#### [REQUEST 1]
Scale everything in the listing below the text from the line that contains "If you don't mind, would you find the frog's front" down to the line that contains "[105,68,181,87]", both included, and give those lines again, requests included. Multiply every bounding-box coordinate by 0.65 and round to the nearest whole number, with halves rounded up.

Another One for the Bulls
by Jerome "Mel" Hickerson
Early morning futures were pointing to modest weakness at the open as the enthusiasm from the European bank stress tests appeared to be waning just before the open. The Chicago Fed reported that their National Activity Index came in at -0.62 in June, which was below the revised May reading of +0.31 (April’s reading was +0.25).
The week began without a gap as the SPX opened flat and traded mostly sideways for the opening half hour but did manage to put the low of the day on the chart just 12 minutes into the session. The index moved sharply higher at 10am when the new homes sales were above consensus. Then the index moved mostly sideways until about 2:20pm when a brief pullback brought the index down about four points – which seemed large on a sluggish day such as today. But the closing hour brought the SPX back to close at the highs. It was yet another victory today for the bulls.
A few words about trading philosophy and discipline. The world is full of people who are certain when wrong while people who are correct are often full of doubts. A trader is better served by having doubts than by being certain. You must use discipline to be successful; manage risks by using position size management and stops, while only entering positions that meet rules based criteria. Entering a position because the “economy is terrible” may work for investors (although it could be argued either way) but as a trader you aren’t likely to be in your position long enough for it to matter either way.

#### [PROVIDED DATA]
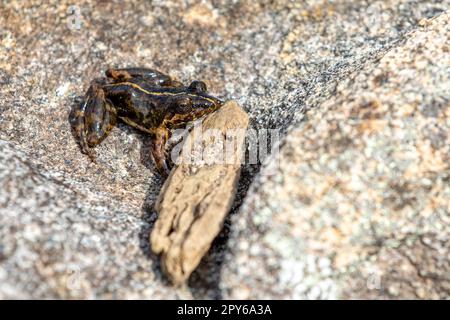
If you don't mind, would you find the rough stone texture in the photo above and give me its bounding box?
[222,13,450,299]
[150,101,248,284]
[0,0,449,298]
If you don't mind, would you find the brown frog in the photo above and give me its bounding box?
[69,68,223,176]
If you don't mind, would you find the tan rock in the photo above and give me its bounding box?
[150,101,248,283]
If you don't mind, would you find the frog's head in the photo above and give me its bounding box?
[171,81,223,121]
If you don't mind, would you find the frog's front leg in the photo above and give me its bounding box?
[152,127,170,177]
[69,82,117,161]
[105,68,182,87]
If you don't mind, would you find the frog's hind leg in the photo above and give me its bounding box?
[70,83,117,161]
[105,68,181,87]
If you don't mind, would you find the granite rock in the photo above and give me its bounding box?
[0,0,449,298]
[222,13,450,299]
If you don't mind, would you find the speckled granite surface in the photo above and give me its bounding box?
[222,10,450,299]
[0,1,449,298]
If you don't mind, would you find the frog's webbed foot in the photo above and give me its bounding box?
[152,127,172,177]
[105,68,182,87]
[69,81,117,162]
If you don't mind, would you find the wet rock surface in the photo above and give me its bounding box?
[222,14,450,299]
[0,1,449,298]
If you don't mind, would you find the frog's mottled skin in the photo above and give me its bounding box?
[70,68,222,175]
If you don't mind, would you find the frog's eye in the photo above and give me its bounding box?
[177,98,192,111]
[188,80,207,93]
==
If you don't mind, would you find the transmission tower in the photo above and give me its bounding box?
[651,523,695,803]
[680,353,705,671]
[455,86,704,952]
--
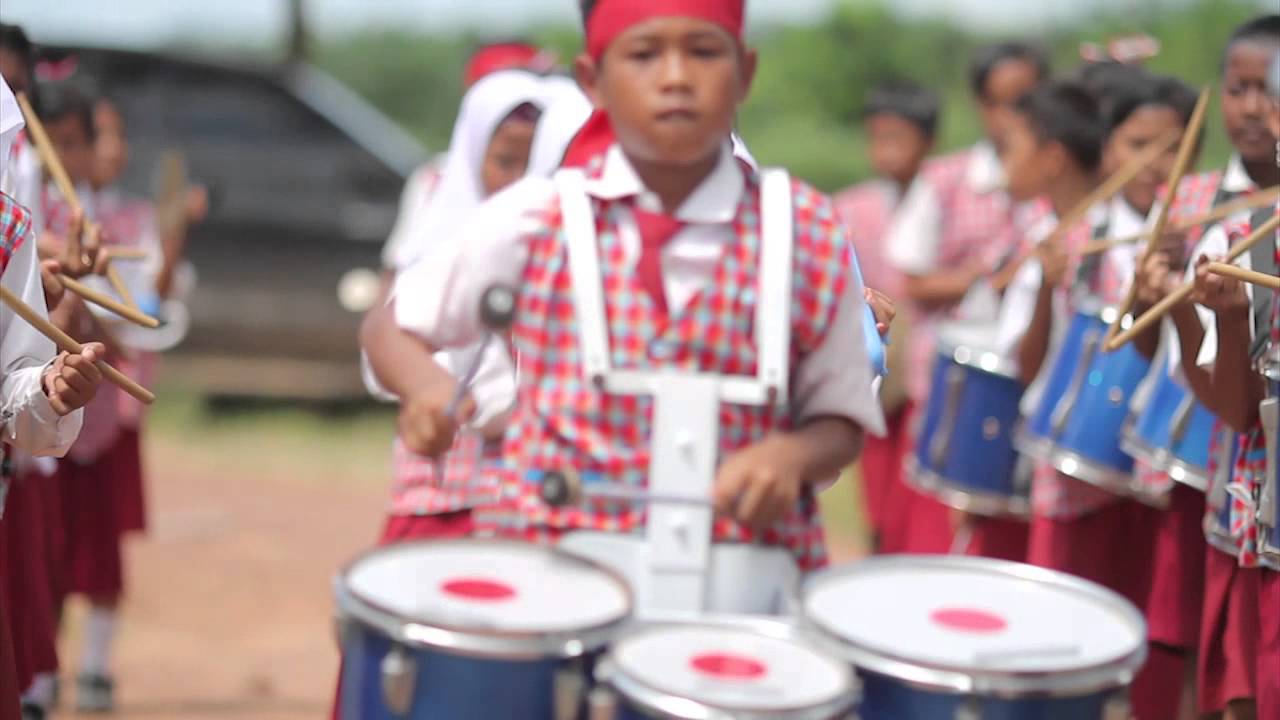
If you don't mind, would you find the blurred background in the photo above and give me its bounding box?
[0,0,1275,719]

#### [REQUEST 2]
In the market commentary, what June reading did the Chicago Fed report for its National Activity Index?

#### [CORRECT RESPONSE 1]
If you don't mind, would you find the frog's front leg in the photo above and give me its bounding box?
[99,83,111,115]
[45,53,76,105]
[68,44,118,57]
If you don't mind, would you find the frog's hind leg in the photo above and give me its bounding box?
[46,54,76,105]
[68,44,118,57]

#### [CORRECT RESPONSE 2]
-0.62